The problem
Starting with the line that contains "handrail in the image above.", copy every line through the end of the data below, exactly and with nothing added.

::: Dataset extract

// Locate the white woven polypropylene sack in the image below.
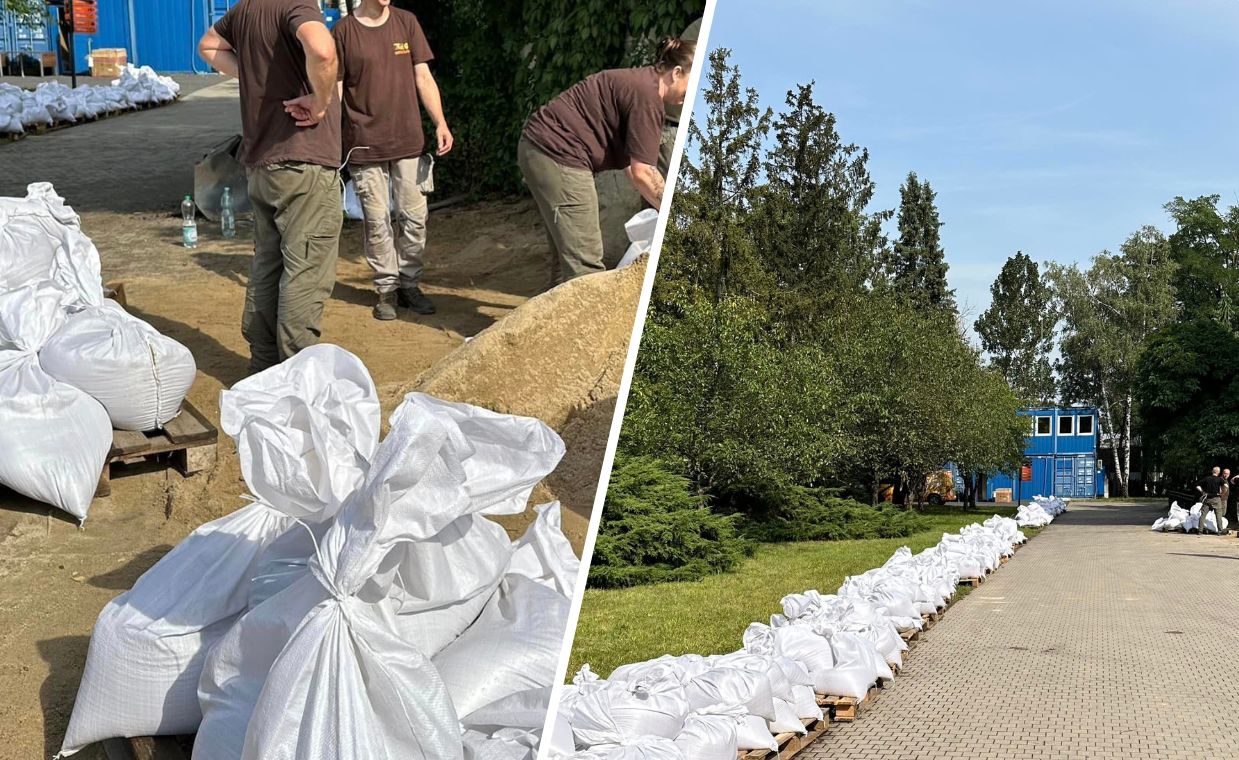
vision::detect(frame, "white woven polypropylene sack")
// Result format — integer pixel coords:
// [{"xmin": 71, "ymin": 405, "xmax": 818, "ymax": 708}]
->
[
  {"xmin": 0, "ymin": 280, "xmax": 112, "ymax": 521},
  {"xmin": 434, "ymin": 555, "xmax": 570, "ymax": 713},
  {"xmin": 0, "ymin": 182, "xmax": 104, "ymax": 307},
  {"xmin": 61, "ymin": 503, "xmax": 292, "ymax": 756},
  {"xmin": 219, "ymin": 343, "xmax": 382, "ymax": 519},
  {"xmin": 572, "ymin": 679, "xmax": 693, "ymax": 746},
  {"xmin": 684, "ymin": 666, "xmax": 776, "ymax": 720},
  {"xmin": 38, "ymin": 301, "xmax": 197, "ymax": 431},
  {"xmin": 675, "ymin": 705, "xmax": 743, "ymax": 760},
  {"xmin": 193, "ymin": 394, "xmax": 563, "ymax": 760}
]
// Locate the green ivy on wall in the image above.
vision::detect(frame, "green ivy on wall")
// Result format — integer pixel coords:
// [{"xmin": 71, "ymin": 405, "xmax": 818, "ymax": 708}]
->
[{"xmin": 396, "ymin": 0, "xmax": 705, "ymax": 193}]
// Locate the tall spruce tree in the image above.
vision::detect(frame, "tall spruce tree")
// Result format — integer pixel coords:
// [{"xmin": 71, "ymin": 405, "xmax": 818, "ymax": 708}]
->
[
  {"xmin": 890, "ymin": 171, "xmax": 955, "ymax": 314},
  {"xmin": 753, "ymin": 82, "xmax": 890, "ymax": 325},
  {"xmin": 654, "ymin": 48, "xmax": 772, "ymax": 310},
  {"xmin": 973, "ymin": 252, "xmax": 1058, "ymax": 404},
  {"xmin": 1051, "ymin": 227, "xmax": 1179, "ymax": 496}
]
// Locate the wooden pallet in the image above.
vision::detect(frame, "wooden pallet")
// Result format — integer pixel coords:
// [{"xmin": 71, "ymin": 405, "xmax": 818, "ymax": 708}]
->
[
  {"xmin": 818, "ymin": 683, "xmax": 885, "ymax": 723},
  {"xmin": 738, "ymin": 718, "xmax": 830, "ymax": 760},
  {"xmin": 103, "ymin": 736, "xmax": 190, "ymax": 760},
  {"xmin": 95, "ymin": 399, "xmax": 219, "ymax": 497}
]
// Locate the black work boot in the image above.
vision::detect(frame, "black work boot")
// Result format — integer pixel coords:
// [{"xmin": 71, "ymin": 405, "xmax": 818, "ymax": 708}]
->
[
  {"xmin": 373, "ymin": 290, "xmax": 396, "ymax": 321},
  {"xmin": 398, "ymin": 285, "xmax": 435, "ymax": 314}
]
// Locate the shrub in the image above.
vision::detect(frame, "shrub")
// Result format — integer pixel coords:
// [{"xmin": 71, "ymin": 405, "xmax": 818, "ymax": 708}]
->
[
  {"xmin": 590, "ymin": 454, "xmax": 748, "ymax": 588},
  {"xmin": 741, "ymin": 486, "xmax": 927, "ymax": 542}
]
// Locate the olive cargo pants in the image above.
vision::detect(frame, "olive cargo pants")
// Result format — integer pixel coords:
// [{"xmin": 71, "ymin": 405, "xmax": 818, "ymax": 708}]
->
[
  {"xmin": 240, "ymin": 161, "xmax": 343, "ymax": 372},
  {"xmin": 348, "ymin": 156, "xmax": 434, "ymax": 293},
  {"xmin": 517, "ymin": 139, "xmax": 606, "ymax": 284}
]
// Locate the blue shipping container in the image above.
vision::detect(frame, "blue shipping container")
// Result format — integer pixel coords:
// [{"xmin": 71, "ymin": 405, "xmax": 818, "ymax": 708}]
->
[{"xmin": 985, "ymin": 408, "xmax": 1105, "ymax": 501}]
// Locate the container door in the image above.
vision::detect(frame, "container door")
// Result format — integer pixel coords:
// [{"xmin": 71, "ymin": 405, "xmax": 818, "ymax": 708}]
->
[
  {"xmin": 1054, "ymin": 456, "xmax": 1075, "ymax": 496},
  {"xmin": 1075, "ymin": 454, "xmax": 1097, "ymax": 498}
]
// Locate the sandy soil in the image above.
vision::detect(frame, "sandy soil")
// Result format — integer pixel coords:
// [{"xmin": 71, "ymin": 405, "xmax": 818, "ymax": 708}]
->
[{"xmin": 0, "ymin": 77, "xmax": 634, "ymax": 760}]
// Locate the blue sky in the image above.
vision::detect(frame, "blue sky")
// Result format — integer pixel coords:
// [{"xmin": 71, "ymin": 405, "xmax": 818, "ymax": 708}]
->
[{"xmin": 710, "ymin": 0, "xmax": 1239, "ymax": 325}]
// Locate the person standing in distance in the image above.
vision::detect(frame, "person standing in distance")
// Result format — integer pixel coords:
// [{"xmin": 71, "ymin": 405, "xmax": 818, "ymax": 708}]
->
[
  {"xmin": 198, "ymin": 0, "xmax": 343, "ymax": 372},
  {"xmin": 1196, "ymin": 467, "xmax": 1227, "ymax": 536},
  {"xmin": 332, "ymin": 0, "xmax": 452, "ymax": 320},
  {"xmin": 517, "ymin": 37, "xmax": 696, "ymax": 284}
]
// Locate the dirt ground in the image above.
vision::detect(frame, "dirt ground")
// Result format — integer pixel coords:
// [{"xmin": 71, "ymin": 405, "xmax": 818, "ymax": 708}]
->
[{"xmin": 0, "ymin": 77, "xmax": 629, "ymax": 760}]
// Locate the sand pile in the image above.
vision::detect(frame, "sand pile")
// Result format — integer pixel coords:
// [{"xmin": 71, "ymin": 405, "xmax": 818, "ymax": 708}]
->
[{"xmin": 411, "ymin": 258, "xmax": 648, "ymax": 553}]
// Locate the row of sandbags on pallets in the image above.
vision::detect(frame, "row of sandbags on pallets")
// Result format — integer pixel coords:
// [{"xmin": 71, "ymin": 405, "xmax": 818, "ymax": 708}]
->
[
  {"xmin": 1015, "ymin": 496, "xmax": 1070, "ymax": 528},
  {"xmin": 61, "ymin": 345, "xmax": 580, "ymax": 760},
  {"xmin": 1149, "ymin": 501, "xmax": 1230, "ymax": 533},
  {"xmin": 0, "ymin": 66, "xmax": 181, "ymax": 134},
  {"xmin": 0, "ymin": 182, "xmax": 196, "ymax": 521},
  {"xmin": 548, "ymin": 516, "xmax": 1025, "ymax": 760}
]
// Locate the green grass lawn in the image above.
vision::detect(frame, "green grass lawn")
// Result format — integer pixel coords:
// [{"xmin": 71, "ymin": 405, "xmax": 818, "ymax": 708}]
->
[{"xmin": 567, "ymin": 505, "xmax": 1036, "ymax": 678}]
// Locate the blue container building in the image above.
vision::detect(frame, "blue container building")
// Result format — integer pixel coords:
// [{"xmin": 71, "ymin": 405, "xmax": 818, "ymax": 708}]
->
[
  {"xmin": 949, "ymin": 407, "xmax": 1105, "ymax": 502},
  {"xmin": 0, "ymin": 0, "xmax": 339, "ymax": 73}
]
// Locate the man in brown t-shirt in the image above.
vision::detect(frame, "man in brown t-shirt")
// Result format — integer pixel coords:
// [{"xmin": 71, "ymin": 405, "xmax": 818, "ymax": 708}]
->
[
  {"xmin": 332, "ymin": 0, "xmax": 452, "ymax": 320},
  {"xmin": 517, "ymin": 37, "xmax": 695, "ymax": 284},
  {"xmin": 198, "ymin": 0, "xmax": 343, "ymax": 372}
]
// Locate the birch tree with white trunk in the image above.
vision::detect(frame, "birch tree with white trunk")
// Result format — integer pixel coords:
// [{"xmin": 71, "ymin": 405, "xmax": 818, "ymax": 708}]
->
[{"xmin": 1049, "ymin": 227, "xmax": 1178, "ymax": 496}]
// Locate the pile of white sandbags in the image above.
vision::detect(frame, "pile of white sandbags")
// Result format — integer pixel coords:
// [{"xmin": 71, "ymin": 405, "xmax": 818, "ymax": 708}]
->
[
  {"xmin": 0, "ymin": 66, "xmax": 181, "ymax": 134},
  {"xmin": 61, "ymin": 345, "xmax": 580, "ymax": 760},
  {"xmin": 1150, "ymin": 501, "xmax": 1230, "ymax": 533},
  {"xmin": 545, "ymin": 516, "xmax": 1026, "ymax": 760},
  {"xmin": 1016, "ymin": 496, "xmax": 1070, "ymax": 528},
  {"xmin": 0, "ymin": 182, "xmax": 196, "ymax": 521}
]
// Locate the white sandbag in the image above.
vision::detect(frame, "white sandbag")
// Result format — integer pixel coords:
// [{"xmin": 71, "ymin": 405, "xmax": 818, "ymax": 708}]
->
[
  {"xmin": 684, "ymin": 667, "xmax": 776, "ymax": 720},
  {"xmin": 1201, "ymin": 510, "xmax": 1229, "ymax": 533},
  {"xmin": 461, "ymin": 728, "xmax": 539, "ymax": 760},
  {"xmin": 38, "ymin": 300, "xmax": 197, "ymax": 431},
  {"xmin": 434, "ymin": 565, "xmax": 570, "ymax": 713},
  {"xmin": 607, "ymin": 655, "xmax": 712, "ymax": 686},
  {"xmin": 616, "ymin": 208, "xmax": 658, "ymax": 269},
  {"xmin": 572, "ymin": 679, "xmax": 693, "ymax": 746},
  {"xmin": 736, "ymin": 715, "xmax": 778, "ymax": 751},
  {"xmin": 61, "ymin": 503, "xmax": 292, "ymax": 756},
  {"xmin": 461, "ymin": 686, "xmax": 547, "ymax": 760},
  {"xmin": 600, "ymin": 736, "xmax": 684, "ymax": 760},
  {"xmin": 0, "ymin": 280, "xmax": 112, "ymax": 521},
  {"xmin": 193, "ymin": 393, "xmax": 563, "ymax": 760},
  {"xmin": 219, "ymin": 343, "xmax": 380, "ymax": 518},
  {"xmin": 0, "ymin": 182, "xmax": 104, "ymax": 307},
  {"xmin": 58, "ymin": 349, "xmax": 378, "ymax": 755},
  {"xmin": 675, "ymin": 704, "xmax": 745, "ymax": 760}
]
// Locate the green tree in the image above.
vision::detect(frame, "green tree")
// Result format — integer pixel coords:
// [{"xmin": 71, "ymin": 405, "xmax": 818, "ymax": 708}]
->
[
  {"xmin": 973, "ymin": 252, "xmax": 1058, "ymax": 404},
  {"xmin": 590, "ymin": 453, "xmax": 747, "ymax": 588},
  {"xmin": 888, "ymin": 171, "xmax": 955, "ymax": 312},
  {"xmin": 653, "ymin": 48, "xmax": 772, "ymax": 311},
  {"xmin": 752, "ymin": 83, "xmax": 890, "ymax": 336},
  {"xmin": 1051, "ymin": 227, "xmax": 1178, "ymax": 496},
  {"xmin": 1136, "ymin": 316, "xmax": 1239, "ymax": 484},
  {"xmin": 1166, "ymin": 196, "xmax": 1239, "ymax": 327}
]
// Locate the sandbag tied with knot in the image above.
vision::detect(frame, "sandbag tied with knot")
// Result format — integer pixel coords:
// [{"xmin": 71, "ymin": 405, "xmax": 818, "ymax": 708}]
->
[
  {"xmin": 0, "ymin": 280, "xmax": 112, "ymax": 521},
  {"xmin": 195, "ymin": 394, "xmax": 563, "ymax": 760},
  {"xmin": 219, "ymin": 343, "xmax": 382, "ymax": 519},
  {"xmin": 61, "ymin": 344, "xmax": 379, "ymax": 755},
  {"xmin": 0, "ymin": 182, "xmax": 103, "ymax": 310}
]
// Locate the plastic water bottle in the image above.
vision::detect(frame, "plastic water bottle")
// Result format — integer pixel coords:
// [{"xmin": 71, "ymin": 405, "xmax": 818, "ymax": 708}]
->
[
  {"xmin": 219, "ymin": 187, "xmax": 237, "ymax": 238},
  {"xmin": 181, "ymin": 196, "xmax": 198, "ymax": 248}
]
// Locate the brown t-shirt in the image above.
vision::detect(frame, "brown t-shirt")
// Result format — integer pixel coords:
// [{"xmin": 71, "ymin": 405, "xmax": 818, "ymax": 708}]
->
[
  {"xmin": 524, "ymin": 66, "xmax": 664, "ymax": 174},
  {"xmin": 332, "ymin": 7, "xmax": 435, "ymax": 164},
  {"xmin": 216, "ymin": 0, "xmax": 339, "ymax": 166}
]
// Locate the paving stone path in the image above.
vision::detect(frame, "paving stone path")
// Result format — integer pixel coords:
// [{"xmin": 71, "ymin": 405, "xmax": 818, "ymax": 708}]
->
[{"xmin": 800, "ymin": 503, "xmax": 1239, "ymax": 760}]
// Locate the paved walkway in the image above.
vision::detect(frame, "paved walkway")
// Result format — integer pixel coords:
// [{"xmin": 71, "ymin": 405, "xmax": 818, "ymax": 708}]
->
[{"xmin": 800, "ymin": 505, "xmax": 1239, "ymax": 760}]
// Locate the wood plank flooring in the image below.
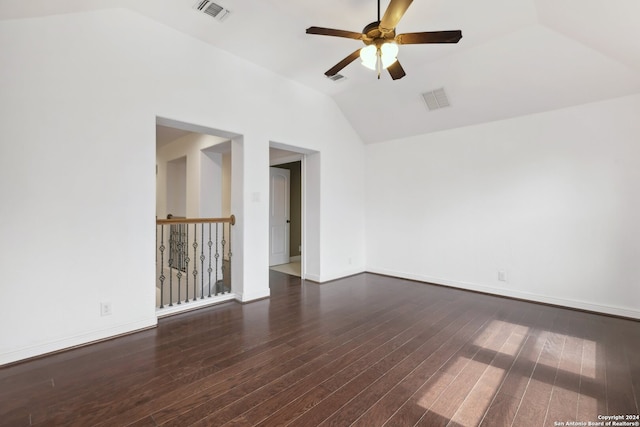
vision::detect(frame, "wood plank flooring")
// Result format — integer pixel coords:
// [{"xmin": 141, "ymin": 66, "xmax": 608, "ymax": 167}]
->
[{"xmin": 0, "ymin": 271, "xmax": 640, "ymax": 427}]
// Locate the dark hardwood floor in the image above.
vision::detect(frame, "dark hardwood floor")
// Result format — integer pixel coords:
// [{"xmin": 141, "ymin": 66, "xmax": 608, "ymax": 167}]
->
[{"xmin": 0, "ymin": 272, "xmax": 640, "ymax": 427}]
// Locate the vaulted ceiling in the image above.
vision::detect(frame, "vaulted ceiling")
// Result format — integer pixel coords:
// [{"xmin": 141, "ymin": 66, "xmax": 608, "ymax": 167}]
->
[{"xmin": 0, "ymin": 0, "xmax": 640, "ymax": 143}]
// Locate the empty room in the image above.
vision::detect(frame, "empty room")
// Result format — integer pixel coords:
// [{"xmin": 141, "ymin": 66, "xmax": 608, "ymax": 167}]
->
[{"xmin": 0, "ymin": 0, "xmax": 640, "ymax": 427}]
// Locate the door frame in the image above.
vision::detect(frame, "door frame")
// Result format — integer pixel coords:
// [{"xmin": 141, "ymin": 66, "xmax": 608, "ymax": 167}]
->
[{"xmin": 269, "ymin": 147, "xmax": 308, "ymax": 280}]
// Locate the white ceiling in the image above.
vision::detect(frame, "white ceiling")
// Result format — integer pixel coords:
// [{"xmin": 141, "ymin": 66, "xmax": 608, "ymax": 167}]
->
[{"xmin": 0, "ymin": 0, "xmax": 640, "ymax": 143}]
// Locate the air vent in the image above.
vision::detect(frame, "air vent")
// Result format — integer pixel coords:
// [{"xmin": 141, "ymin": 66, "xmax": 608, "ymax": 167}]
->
[
  {"xmin": 422, "ymin": 88, "xmax": 451, "ymax": 111},
  {"xmin": 194, "ymin": 0, "xmax": 231, "ymax": 21},
  {"xmin": 327, "ymin": 74, "xmax": 346, "ymax": 82}
]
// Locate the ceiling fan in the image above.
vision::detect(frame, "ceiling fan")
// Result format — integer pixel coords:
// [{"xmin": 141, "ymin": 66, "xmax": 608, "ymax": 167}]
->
[{"xmin": 307, "ymin": 0, "xmax": 462, "ymax": 80}]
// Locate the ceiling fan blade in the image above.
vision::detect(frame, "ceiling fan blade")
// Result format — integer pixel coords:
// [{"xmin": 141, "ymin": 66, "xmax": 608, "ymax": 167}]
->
[
  {"xmin": 396, "ymin": 30, "xmax": 462, "ymax": 44},
  {"xmin": 307, "ymin": 27, "xmax": 364, "ymax": 40},
  {"xmin": 379, "ymin": 0, "xmax": 413, "ymax": 33},
  {"xmin": 324, "ymin": 49, "xmax": 360, "ymax": 77},
  {"xmin": 387, "ymin": 61, "xmax": 407, "ymax": 80}
]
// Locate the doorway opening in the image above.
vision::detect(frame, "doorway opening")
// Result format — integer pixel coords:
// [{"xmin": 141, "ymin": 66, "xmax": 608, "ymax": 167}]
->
[
  {"xmin": 154, "ymin": 117, "xmax": 242, "ymax": 317},
  {"xmin": 269, "ymin": 143, "xmax": 313, "ymax": 279}
]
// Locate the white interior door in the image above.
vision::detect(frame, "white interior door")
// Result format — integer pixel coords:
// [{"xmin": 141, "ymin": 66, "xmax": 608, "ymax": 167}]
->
[{"xmin": 269, "ymin": 167, "xmax": 290, "ymax": 266}]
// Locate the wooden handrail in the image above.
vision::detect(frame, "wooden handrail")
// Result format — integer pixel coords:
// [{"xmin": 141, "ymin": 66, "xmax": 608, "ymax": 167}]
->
[{"xmin": 156, "ymin": 215, "xmax": 236, "ymax": 225}]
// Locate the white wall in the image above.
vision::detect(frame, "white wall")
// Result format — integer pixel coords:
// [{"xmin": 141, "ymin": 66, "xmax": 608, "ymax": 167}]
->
[
  {"xmin": 156, "ymin": 133, "xmax": 228, "ymax": 218},
  {"xmin": 366, "ymin": 95, "xmax": 640, "ymax": 318},
  {"xmin": 0, "ymin": 9, "xmax": 364, "ymax": 364}
]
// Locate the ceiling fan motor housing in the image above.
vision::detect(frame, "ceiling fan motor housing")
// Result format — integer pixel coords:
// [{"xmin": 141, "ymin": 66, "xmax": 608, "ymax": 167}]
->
[{"xmin": 362, "ymin": 21, "xmax": 396, "ymax": 47}]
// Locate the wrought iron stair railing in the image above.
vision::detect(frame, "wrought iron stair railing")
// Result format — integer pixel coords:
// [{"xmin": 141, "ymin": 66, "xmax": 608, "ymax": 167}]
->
[{"xmin": 156, "ymin": 215, "xmax": 235, "ymax": 309}]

::::::

Exercise result
// Locate the wooden handrail in the image above.
vision::detect(frame, "wooden handrail")
// Result format — integer pixel coords:
// [{"xmin": 141, "ymin": 66, "xmax": 608, "ymax": 167}]
->
[{"xmin": 156, "ymin": 215, "xmax": 236, "ymax": 225}]
// Locate the white wall in the image above.
vision::detect(frame, "white wall")
// Result format — integer pixel coords:
// [{"xmin": 141, "ymin": 66, "xmax": 608, "ymax": 167}]
->
[
  {"xmin": 156, "ymin": 133, "xmax": 228, "ymax": 218},
  {"xmin": 366, "ymin": 95, "xmax": 640, "ymax": 318},
  {"xmin": 0, "ymin": 9, "xmax": 364, "ymax": 364}
]
// Locate the ceiling fan motor housing in the image above.
vision::detect(frame, "ceiling fan motor housing")
// Result format — integer pixel coords:
// [{"xmin": 141, "ymin": 66, "xmax": 608, "ymax": 167}]
->
[{"xmin": 362, "ymin": 21, "xmax": 396, "ymax": 47}]
// Locate the wrought iron stair railing in the image above.
vision::detect(frame, "wrought iron stair railing")
// Result format — integer pixel coords:
// [{"xmin": 141, "ymin": 66, "xmax": 608, "ymax": 167}]
->
[{"xmin": 156, "ymin": 215, "xmax": 235, "ymax": 309}]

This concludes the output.